═════ RECORD EXCERPTS

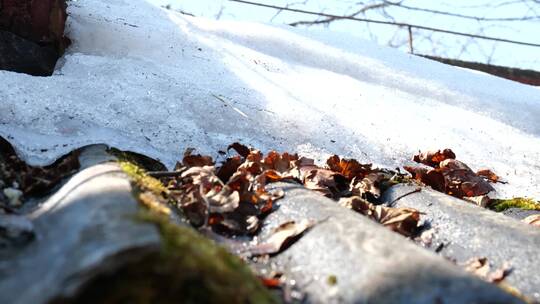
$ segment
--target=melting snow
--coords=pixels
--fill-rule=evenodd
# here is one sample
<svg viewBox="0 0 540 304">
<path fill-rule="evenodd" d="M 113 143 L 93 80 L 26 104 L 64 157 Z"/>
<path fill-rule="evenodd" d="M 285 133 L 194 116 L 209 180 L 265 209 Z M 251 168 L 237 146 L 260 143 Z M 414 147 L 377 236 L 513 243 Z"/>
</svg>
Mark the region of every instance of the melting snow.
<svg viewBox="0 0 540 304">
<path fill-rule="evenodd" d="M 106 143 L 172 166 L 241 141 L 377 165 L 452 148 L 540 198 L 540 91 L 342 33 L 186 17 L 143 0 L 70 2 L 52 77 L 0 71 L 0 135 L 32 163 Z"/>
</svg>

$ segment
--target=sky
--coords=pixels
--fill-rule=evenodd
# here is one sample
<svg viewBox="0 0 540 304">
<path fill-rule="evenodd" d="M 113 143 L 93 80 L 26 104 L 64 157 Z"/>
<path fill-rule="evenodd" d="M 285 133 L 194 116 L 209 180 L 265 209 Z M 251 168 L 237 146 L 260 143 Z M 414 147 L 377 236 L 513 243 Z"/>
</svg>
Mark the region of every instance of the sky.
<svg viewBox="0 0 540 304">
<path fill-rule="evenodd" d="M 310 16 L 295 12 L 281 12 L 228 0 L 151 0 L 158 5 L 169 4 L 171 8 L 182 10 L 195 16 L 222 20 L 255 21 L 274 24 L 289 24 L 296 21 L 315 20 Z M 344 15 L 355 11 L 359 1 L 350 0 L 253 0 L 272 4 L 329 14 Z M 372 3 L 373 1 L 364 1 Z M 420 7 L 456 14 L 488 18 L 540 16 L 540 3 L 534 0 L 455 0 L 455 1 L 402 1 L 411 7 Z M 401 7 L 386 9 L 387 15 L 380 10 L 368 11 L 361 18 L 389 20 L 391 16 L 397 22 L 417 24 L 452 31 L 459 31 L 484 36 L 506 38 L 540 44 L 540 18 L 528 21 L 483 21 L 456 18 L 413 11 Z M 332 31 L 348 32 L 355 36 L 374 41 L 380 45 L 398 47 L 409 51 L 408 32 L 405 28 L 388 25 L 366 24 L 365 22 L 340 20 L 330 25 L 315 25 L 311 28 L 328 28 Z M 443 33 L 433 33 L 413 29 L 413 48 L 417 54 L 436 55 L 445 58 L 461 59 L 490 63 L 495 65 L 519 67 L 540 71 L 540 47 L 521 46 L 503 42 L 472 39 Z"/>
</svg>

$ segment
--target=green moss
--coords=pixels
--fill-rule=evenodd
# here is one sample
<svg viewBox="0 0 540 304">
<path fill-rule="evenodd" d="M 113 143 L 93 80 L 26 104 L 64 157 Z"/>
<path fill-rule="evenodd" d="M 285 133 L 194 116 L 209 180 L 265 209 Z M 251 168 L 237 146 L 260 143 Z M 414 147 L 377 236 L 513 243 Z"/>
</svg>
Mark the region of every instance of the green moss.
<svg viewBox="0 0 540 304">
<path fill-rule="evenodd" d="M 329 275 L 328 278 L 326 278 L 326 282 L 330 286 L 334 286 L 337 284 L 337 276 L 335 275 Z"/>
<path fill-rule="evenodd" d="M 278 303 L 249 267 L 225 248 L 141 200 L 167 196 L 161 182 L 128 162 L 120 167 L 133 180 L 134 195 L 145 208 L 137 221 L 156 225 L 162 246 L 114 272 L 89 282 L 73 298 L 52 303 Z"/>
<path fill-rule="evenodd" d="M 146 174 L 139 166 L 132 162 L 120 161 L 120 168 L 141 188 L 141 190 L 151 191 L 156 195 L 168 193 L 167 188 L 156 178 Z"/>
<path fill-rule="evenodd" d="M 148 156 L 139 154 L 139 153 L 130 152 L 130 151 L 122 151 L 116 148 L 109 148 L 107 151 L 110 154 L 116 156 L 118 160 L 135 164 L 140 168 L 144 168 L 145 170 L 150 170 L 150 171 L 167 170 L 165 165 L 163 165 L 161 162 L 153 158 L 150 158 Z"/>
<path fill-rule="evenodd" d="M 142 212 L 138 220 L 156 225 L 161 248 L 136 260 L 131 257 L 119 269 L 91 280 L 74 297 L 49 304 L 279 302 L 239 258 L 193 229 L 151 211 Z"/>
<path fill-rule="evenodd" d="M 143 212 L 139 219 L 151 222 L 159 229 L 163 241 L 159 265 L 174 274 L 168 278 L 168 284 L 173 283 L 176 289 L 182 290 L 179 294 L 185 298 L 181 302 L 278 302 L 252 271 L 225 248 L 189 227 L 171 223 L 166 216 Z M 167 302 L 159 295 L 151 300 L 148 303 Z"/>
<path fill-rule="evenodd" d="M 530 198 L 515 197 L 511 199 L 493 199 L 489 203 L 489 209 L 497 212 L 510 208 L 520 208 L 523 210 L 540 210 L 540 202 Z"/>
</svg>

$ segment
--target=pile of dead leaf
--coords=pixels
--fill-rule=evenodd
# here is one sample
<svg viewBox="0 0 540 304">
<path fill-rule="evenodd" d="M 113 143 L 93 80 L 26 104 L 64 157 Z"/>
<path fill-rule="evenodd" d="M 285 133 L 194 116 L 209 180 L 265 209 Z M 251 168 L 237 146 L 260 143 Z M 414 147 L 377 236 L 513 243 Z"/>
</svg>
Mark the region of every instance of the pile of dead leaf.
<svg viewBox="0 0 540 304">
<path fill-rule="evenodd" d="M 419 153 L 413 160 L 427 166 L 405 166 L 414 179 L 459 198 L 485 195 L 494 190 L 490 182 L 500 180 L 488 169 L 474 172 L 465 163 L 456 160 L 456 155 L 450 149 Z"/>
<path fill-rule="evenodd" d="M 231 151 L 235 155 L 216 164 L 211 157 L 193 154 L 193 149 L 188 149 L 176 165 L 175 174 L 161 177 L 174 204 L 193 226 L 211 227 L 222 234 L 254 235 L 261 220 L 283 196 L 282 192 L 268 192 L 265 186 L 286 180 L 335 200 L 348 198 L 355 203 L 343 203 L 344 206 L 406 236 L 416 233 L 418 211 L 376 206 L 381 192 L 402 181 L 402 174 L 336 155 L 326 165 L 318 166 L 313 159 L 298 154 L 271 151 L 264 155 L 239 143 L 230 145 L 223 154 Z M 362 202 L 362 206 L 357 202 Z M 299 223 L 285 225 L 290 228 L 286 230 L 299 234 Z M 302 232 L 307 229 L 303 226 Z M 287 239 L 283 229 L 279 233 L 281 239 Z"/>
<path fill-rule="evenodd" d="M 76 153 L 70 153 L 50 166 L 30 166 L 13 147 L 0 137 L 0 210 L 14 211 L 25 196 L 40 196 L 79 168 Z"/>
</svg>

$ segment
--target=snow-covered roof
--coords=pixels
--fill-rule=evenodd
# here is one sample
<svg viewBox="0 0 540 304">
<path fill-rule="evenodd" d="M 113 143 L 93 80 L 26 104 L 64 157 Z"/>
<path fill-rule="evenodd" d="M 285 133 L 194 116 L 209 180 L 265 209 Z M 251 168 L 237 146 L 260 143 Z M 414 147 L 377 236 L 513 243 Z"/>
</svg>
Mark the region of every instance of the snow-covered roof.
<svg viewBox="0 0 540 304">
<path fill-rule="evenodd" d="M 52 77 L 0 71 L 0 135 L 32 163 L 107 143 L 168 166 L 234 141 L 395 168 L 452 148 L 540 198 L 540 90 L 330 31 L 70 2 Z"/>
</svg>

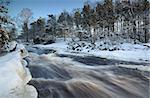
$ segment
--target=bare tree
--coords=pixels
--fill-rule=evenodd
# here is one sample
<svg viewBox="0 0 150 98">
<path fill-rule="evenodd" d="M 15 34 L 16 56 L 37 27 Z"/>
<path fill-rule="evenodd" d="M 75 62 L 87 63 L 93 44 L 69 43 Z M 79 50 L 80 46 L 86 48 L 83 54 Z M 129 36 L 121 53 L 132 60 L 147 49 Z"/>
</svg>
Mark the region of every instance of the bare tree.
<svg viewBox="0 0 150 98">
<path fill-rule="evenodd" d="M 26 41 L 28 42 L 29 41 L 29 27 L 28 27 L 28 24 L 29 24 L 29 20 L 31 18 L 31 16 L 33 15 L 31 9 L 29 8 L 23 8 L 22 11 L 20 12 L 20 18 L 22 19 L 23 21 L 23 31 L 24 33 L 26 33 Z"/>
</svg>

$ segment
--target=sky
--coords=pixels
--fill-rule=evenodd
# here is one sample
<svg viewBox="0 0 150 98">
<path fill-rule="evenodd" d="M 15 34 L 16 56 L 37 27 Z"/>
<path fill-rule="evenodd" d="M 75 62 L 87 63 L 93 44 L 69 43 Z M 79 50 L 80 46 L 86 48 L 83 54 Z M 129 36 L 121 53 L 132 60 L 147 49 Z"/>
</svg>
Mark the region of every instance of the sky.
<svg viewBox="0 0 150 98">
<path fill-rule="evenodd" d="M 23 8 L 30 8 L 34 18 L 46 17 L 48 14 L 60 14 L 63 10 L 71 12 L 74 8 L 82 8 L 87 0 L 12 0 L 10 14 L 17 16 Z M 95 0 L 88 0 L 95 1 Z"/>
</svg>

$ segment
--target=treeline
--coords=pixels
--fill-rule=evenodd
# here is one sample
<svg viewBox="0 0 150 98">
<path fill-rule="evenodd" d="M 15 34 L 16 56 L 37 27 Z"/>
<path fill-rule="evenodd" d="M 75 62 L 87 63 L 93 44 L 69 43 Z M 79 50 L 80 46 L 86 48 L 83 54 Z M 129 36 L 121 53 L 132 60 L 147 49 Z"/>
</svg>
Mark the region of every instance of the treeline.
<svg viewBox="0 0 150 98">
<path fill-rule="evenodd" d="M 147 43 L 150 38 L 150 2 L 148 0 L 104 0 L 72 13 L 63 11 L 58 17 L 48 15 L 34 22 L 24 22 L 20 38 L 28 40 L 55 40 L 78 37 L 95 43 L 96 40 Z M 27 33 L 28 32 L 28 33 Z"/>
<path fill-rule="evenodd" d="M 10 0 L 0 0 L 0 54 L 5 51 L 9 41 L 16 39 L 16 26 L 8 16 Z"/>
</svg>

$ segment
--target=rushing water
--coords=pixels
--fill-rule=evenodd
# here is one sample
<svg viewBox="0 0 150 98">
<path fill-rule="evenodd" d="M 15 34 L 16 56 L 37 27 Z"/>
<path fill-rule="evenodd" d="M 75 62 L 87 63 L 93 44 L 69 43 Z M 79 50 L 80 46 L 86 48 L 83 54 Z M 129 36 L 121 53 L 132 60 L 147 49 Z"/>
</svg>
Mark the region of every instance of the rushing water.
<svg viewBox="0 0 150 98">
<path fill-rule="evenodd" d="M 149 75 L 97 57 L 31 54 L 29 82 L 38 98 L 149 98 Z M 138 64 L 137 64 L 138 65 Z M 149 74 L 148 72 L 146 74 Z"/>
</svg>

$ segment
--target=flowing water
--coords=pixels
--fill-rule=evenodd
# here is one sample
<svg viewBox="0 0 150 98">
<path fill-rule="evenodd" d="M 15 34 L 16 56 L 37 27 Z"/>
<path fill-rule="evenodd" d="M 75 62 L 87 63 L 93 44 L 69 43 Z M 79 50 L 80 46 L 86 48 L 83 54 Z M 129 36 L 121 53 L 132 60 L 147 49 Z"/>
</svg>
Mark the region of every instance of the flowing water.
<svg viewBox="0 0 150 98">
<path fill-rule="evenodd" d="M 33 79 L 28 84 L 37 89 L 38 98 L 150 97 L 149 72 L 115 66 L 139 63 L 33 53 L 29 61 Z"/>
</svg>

══════════
═════ RECORD EXCERPTS

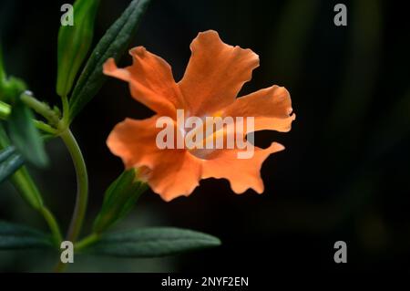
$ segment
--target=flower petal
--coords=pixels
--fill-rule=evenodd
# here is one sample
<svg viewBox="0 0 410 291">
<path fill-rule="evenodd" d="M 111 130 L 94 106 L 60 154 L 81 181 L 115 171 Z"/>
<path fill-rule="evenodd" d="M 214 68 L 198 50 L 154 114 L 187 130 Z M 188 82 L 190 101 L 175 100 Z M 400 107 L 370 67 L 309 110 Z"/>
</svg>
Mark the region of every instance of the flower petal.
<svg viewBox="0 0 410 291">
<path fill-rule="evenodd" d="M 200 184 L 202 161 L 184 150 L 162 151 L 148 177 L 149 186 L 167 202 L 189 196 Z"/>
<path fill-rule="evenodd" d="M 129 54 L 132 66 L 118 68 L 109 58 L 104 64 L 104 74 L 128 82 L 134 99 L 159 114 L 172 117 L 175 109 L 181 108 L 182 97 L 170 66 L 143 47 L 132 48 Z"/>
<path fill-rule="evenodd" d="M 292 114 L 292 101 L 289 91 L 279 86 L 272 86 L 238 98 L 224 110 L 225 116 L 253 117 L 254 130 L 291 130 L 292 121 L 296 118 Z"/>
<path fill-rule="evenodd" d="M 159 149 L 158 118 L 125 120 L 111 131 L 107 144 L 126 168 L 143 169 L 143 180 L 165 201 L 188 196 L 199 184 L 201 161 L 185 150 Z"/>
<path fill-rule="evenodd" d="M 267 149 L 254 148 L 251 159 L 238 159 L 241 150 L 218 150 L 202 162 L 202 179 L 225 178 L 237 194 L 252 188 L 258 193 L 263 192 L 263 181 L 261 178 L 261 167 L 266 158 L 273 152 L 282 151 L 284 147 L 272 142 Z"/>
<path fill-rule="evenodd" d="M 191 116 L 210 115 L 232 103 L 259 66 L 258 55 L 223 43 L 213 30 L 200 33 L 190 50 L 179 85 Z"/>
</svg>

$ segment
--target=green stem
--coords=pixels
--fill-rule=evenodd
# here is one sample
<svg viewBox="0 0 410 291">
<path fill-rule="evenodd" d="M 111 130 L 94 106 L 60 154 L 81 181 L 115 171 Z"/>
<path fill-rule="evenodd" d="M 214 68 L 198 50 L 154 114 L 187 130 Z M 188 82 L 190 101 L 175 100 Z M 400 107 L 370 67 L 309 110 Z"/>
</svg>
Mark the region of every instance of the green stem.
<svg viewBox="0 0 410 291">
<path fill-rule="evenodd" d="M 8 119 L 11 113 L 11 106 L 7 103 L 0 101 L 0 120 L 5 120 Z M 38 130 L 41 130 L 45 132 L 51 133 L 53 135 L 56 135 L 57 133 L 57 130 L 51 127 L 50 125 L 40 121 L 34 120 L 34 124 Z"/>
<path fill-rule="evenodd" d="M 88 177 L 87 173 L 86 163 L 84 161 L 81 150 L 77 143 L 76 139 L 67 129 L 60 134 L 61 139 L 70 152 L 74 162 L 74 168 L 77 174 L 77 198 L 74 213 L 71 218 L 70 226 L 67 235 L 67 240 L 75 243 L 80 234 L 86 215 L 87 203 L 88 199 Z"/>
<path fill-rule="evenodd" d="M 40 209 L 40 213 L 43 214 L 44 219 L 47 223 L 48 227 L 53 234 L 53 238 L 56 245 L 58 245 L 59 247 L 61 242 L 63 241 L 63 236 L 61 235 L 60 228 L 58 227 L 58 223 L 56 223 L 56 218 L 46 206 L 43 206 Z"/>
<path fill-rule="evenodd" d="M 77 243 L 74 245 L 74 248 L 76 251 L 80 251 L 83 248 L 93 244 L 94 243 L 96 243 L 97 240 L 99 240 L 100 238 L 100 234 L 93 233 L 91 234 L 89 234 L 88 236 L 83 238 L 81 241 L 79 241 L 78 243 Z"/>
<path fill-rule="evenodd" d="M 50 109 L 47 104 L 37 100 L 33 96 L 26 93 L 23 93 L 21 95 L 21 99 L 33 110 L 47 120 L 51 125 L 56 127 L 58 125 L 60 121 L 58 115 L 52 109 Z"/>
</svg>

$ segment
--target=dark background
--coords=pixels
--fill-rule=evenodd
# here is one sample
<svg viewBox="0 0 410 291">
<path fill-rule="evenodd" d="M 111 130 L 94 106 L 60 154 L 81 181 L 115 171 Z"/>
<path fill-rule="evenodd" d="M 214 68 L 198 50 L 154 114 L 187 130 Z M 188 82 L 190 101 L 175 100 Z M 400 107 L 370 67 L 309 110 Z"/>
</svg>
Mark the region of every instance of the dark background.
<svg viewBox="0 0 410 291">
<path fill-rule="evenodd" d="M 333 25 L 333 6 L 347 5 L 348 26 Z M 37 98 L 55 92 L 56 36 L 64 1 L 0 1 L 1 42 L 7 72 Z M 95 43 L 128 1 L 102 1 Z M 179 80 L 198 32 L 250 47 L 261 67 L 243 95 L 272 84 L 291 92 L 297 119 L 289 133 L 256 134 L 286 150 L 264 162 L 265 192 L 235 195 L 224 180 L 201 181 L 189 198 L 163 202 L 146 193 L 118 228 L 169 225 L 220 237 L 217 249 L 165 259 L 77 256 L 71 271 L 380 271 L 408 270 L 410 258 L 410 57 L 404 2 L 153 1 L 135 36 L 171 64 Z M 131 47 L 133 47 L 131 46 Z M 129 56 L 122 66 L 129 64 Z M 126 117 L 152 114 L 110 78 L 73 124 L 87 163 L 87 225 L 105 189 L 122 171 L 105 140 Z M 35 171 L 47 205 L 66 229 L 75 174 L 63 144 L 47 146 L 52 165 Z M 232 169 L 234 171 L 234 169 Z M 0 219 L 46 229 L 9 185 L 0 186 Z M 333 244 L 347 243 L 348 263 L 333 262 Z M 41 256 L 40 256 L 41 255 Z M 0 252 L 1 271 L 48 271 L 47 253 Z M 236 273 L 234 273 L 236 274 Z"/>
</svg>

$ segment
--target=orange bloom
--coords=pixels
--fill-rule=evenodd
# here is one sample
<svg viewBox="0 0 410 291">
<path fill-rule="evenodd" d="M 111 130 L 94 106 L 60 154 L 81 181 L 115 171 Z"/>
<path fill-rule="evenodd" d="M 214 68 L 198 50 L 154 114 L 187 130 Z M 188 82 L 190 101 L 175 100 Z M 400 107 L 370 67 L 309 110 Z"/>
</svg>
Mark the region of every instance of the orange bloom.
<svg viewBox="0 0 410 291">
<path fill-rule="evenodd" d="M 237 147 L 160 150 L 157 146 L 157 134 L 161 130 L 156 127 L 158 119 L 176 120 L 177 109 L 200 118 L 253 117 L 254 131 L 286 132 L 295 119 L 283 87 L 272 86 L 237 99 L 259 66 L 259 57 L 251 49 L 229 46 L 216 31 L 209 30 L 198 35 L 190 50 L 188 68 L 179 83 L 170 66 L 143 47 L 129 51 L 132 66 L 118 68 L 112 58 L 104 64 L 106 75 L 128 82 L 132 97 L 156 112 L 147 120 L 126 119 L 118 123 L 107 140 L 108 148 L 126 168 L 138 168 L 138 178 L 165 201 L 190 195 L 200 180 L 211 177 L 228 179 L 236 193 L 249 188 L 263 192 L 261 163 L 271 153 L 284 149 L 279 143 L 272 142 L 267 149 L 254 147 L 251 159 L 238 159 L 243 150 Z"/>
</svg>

══════════

*WHAT IS REQUIRED*. List every line in the data above that contains the string "stem", matching case exactly.

*THE REPLY*.
--target=green stem
Mark the region of every instance of the green stem.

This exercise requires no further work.